_PROVIDED RECORDS_
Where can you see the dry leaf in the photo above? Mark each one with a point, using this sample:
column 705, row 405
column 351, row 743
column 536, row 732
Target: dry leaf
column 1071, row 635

_THE EXERCISE_
Rewrite the records with every "dry leaf" changed to "fallen leaf". Leave everything else unchanged.

_RESULT OF THIS TASK_
Where can you see the fallen leaf in the photo above? Mark each one with a point, using this sample:
column 705, row 405
column 351, row 743
column 536, row 732
Target: fallen leaf
column 1071, row 635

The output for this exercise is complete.